TASK REQUIREMENTS:
Copy the data from the line containing "Reviewer note: check that each instance of the patterned" through the end, changing "porcelain dish" to "ceramic plate" and leaving everything else as it is.

---------- SUPPLIED MATERIAL

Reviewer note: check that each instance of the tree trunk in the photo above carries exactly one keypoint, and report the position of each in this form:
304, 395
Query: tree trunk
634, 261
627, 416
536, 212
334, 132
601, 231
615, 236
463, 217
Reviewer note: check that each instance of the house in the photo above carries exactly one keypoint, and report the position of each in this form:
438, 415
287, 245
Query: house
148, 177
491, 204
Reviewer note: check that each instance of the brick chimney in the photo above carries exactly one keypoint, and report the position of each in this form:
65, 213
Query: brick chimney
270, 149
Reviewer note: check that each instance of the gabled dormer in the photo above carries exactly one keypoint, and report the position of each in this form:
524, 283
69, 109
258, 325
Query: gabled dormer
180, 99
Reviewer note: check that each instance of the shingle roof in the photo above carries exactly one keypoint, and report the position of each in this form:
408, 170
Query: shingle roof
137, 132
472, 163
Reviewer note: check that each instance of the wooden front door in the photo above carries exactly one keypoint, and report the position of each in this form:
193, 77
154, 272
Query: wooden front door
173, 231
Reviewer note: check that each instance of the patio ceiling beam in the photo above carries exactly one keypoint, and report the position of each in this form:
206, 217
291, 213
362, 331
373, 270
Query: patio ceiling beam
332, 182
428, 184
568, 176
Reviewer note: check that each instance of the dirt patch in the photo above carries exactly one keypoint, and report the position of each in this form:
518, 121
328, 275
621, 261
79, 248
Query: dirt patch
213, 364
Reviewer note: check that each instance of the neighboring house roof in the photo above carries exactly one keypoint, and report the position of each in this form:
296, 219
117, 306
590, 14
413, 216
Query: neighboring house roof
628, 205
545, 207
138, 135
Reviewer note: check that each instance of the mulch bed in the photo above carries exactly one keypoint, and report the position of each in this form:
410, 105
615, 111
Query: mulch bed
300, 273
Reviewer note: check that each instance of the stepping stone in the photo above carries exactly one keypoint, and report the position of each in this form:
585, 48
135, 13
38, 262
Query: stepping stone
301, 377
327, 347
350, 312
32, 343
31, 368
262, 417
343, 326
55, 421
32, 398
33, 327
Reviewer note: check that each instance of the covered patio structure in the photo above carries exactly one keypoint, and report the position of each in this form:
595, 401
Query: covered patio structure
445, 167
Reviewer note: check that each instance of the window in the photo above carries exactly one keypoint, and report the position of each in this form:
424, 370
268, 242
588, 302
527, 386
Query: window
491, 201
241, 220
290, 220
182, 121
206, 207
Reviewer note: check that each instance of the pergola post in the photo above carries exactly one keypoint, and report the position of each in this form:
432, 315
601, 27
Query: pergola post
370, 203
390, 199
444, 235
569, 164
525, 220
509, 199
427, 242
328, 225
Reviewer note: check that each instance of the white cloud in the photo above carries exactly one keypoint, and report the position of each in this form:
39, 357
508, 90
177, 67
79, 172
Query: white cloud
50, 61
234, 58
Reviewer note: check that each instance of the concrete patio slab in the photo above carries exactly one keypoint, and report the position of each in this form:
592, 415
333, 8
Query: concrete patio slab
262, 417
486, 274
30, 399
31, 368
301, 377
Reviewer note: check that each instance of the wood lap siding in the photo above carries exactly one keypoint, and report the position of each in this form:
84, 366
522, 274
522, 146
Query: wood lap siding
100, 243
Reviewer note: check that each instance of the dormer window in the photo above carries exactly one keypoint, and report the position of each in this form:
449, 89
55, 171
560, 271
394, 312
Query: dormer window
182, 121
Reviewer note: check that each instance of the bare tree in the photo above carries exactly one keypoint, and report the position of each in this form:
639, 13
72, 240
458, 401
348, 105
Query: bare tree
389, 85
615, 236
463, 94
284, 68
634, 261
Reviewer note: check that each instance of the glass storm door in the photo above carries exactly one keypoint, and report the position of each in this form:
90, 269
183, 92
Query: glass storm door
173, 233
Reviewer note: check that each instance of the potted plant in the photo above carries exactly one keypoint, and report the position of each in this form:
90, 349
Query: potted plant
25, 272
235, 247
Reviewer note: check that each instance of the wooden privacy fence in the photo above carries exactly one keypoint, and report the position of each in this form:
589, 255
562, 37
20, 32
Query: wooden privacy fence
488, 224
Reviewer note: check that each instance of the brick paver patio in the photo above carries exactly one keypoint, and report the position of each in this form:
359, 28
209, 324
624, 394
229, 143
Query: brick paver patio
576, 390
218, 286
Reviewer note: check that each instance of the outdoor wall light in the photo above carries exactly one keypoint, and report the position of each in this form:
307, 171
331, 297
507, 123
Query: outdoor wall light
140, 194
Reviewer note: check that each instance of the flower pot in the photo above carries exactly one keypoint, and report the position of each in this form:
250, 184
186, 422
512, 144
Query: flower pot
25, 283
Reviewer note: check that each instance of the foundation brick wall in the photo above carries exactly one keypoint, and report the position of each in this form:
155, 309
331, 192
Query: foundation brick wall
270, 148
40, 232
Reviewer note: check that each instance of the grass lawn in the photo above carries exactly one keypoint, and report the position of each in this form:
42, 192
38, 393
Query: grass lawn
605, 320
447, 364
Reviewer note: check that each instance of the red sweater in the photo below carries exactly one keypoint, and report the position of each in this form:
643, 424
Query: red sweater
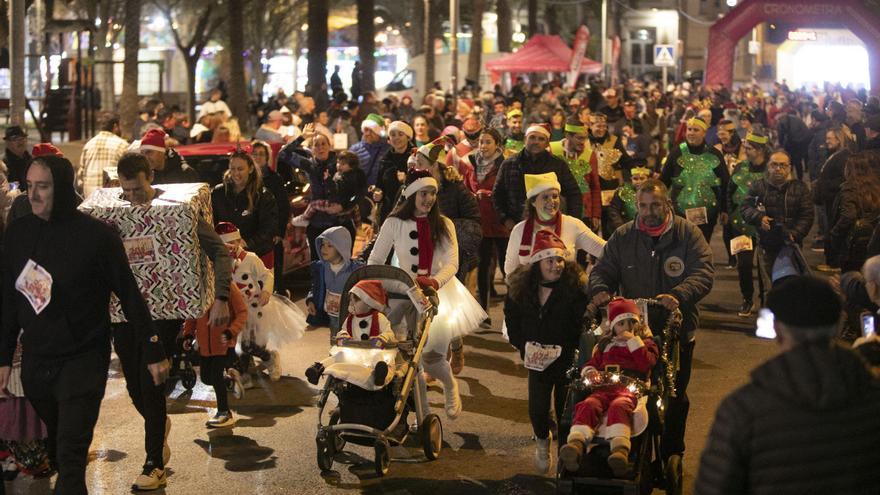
635, 354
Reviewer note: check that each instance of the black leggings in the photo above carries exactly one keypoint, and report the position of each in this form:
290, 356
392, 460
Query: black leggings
541, 388
485, 274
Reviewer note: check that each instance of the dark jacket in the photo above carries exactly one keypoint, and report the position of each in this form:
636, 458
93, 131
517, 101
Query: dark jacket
679, 262
509, 192
789, 206
830, 179
176, 171
272, 181
389, 165
460, 206
257, 227
806, 423
87, 262
558, 322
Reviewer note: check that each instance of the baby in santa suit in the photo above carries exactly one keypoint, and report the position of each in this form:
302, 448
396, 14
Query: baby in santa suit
365, 322
628, 348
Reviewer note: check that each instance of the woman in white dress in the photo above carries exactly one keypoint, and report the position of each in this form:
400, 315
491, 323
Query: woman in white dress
543, 204
425, 246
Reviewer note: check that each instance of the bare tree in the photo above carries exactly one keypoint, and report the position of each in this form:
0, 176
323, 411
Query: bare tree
128, 103
237, 94
505, 26
318, 41
475, 56
367, 43
200, 20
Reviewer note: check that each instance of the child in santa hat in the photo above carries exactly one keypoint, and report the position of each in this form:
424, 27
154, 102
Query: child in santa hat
626, 347
273, 320
544, 313
365, 322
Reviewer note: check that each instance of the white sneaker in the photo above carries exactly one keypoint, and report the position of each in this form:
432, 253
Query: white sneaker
237, 386
453, 401
166, 449
274, 367
151, 479
542, 455
221, 420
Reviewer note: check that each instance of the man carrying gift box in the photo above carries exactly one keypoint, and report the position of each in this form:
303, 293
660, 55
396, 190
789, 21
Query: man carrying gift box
60, 267
135, 178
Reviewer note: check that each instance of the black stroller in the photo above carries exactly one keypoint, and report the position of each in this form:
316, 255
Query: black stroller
647, 467
379, 418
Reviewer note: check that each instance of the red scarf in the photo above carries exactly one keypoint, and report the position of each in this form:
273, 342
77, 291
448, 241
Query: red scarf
426, 247
525, 243
374, 325
655, 231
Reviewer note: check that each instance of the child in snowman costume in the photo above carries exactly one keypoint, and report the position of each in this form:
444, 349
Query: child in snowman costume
366, 322
626, 347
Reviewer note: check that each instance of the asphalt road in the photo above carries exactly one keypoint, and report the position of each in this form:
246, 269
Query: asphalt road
487, 450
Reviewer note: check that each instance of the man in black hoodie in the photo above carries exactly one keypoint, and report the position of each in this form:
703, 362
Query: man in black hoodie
60, 266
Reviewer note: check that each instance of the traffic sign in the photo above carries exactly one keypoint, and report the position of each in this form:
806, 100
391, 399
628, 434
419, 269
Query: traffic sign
664, 55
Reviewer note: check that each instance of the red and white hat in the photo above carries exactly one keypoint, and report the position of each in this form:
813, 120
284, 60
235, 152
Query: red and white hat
547, 244
417, 179
153, 140
228, 232
372, 293
622, 309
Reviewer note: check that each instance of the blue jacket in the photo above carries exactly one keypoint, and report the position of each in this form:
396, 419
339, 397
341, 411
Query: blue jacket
324, 279
369, 155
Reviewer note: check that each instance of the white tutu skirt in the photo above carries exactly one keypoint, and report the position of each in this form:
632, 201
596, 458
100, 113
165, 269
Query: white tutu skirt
458, 315
274, 325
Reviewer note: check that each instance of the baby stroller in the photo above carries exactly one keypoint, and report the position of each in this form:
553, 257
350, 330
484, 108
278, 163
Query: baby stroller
647, 467
379, 418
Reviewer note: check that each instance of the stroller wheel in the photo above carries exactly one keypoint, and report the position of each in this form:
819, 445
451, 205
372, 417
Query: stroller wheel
336, 439
432, 436
674, 475
188, 376
382, 457
325, 452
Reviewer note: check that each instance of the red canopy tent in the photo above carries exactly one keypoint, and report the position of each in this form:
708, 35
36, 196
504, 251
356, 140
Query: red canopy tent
542, 53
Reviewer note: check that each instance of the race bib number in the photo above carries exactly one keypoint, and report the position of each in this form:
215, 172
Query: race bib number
740, 244
539, 356
697, 216
35, 284
331, 303
607, 196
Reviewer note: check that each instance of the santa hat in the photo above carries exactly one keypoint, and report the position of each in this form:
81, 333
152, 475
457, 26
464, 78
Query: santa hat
374, 122
401, 126
542, 129
538, 183
153, 140
45, 149
547, 245
622, 309
228, 232
372, 293
417, 179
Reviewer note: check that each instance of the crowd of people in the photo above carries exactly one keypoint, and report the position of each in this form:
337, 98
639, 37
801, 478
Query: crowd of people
577, 197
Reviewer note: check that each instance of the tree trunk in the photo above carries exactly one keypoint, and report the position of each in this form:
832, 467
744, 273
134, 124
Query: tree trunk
533, 18
505, 26
429, 47
128, 103
238, 97
367, 43
191, 63
475, 56
318, 41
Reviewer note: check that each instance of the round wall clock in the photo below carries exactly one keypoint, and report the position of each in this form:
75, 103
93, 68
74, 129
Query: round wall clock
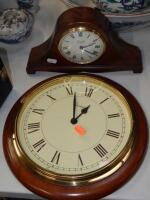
84, 41
77, 136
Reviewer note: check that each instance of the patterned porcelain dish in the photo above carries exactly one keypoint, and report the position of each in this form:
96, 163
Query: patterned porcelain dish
117, 7
15, 25
123, 18
31, 5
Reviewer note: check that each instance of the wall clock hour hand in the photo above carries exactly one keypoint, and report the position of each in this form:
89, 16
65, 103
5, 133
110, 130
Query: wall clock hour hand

--------------------

ANSWER TO THIS PROBLEM:
Reviewer note: check that each instance of the patterned ceramic plate in the photo above carries exactly one keypoint, and report the position of each in this form:
96, 163
Query: patterned ceramic plate
117, 7
15, 25
123, 18
31, 5
Reviewer note: check that each instance of the wall clock hour hand in the photo above carries exactly one keypoint, and report the position of each in this form:
89, 16
65, 103
5, 133
110, 130
Query: wall clock hour hand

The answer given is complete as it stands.